ETL pipelines are commonly used inside data warehouse jobs for ingesting data. The reason behind this choice is that raw data can be transformed into a structured format. On the other hand, ELT pipelines are commonly used inside cloud-based data lakes which can benefit from using provided storage and processing power.
Extract, Transform, and Load (ETL) is a data integration methodology that extracts raw data from the sources, transforms the data, and then loads the data into a sink. The method emerged in the 1970’s and remains prevalent amongst on-premise databases that possess finite memory and processing power.
The extracted data only moves from the processing server to the data warehouse once it has been successfully transformed. This strategy helps when you want to shrink the data volume that needs to be stored applying different transformations.
A data warehouse is a central data hub used for reporting and analysis. Data in a data warehouse is typically highly formatted and structured for analytics use cases. It’s among the oldest and most well-established data architectures.
The key features of this approach are: data is organized, may have been transformed, and is stored in a structured way. Data exists in the warehouse for a defined purpose, and in a format where it is ready to be consumed. Data may be easier to understand, but less up-to-date. Structures are hard to change.
You can imagine a data warehouse like a store where every product is well organized on a shelf, ready for it to be consumed.
Unlike ETL, Extract, Load, and Transform (ELT) does not require data transformation to take place before the loading process. ELT loads raw data directly into a target data hub, instead of loading it after the transformation phase finishes.

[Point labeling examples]
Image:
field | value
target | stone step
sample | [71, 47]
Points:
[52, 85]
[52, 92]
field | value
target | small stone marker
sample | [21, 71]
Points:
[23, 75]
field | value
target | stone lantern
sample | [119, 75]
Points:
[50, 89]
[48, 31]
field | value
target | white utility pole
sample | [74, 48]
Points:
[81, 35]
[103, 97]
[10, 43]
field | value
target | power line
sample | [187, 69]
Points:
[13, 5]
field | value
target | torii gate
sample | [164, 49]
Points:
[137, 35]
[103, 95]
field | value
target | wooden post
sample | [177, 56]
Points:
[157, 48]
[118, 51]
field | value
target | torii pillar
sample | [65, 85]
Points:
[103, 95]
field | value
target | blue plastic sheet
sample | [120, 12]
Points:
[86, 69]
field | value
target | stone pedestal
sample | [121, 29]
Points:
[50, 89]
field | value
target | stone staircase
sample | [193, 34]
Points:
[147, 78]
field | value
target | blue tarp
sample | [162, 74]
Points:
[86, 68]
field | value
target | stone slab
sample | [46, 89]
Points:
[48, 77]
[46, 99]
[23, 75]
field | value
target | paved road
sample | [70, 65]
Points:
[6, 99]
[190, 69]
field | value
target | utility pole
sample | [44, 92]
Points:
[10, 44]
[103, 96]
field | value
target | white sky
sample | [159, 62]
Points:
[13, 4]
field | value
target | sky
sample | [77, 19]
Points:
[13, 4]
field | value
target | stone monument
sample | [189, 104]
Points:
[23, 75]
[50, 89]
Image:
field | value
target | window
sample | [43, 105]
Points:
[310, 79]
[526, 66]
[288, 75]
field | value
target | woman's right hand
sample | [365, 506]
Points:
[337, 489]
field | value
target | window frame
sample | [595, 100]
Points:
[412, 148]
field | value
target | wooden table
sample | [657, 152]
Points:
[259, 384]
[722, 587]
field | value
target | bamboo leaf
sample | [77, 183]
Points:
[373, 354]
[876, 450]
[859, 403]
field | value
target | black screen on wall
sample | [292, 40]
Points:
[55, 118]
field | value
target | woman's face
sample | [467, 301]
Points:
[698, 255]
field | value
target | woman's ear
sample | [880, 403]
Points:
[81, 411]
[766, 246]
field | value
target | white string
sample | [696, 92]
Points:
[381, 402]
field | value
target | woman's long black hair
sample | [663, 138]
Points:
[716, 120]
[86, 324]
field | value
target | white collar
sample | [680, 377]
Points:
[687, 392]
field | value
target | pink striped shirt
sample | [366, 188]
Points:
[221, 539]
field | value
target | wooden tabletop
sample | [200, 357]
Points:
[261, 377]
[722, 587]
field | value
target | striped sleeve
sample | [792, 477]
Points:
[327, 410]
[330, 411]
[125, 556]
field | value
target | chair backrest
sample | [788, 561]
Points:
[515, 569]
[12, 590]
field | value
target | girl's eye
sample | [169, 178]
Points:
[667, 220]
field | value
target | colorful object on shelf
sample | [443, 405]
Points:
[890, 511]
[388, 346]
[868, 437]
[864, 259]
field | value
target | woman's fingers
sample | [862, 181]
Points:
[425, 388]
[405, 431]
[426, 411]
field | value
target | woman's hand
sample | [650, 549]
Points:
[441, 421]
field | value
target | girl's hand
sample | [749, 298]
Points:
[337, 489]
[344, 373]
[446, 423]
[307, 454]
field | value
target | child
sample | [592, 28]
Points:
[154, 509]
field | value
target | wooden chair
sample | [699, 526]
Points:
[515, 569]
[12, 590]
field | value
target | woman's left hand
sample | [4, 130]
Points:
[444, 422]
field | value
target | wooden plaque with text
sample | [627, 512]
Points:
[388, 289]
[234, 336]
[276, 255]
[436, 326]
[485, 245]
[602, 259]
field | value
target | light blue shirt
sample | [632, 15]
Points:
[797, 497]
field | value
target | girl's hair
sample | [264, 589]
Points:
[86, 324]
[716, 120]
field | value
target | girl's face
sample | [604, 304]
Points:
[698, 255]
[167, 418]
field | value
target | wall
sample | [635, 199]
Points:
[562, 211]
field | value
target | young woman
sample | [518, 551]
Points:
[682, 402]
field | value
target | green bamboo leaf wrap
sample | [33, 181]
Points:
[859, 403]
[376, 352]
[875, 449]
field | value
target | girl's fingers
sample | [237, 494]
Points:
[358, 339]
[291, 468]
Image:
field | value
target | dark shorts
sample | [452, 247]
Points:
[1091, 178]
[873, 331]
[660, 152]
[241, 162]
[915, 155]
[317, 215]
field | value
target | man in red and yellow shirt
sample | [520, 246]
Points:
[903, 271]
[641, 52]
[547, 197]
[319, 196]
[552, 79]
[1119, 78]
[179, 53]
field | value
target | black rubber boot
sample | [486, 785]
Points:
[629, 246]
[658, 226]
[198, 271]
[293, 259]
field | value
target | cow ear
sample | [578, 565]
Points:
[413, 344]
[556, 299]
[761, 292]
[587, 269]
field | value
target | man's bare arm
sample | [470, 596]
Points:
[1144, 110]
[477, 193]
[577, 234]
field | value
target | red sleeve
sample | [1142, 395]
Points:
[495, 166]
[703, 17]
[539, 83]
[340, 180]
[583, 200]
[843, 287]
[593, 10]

- [WRITTEN REQUEST] Reproduce the passage from the text on ETL and ELT pipelines above, starting at the words "A data warehouse is a" and ending at the words "well-established data architectures.".

- [ANSWER TO THE TASK]
A data warehouse is a central data hub used for reporting and analysis. Data in a data warehouse is typically highly formatted and structured for analytics use cases. It’s among the oldest and most well-established data architectures.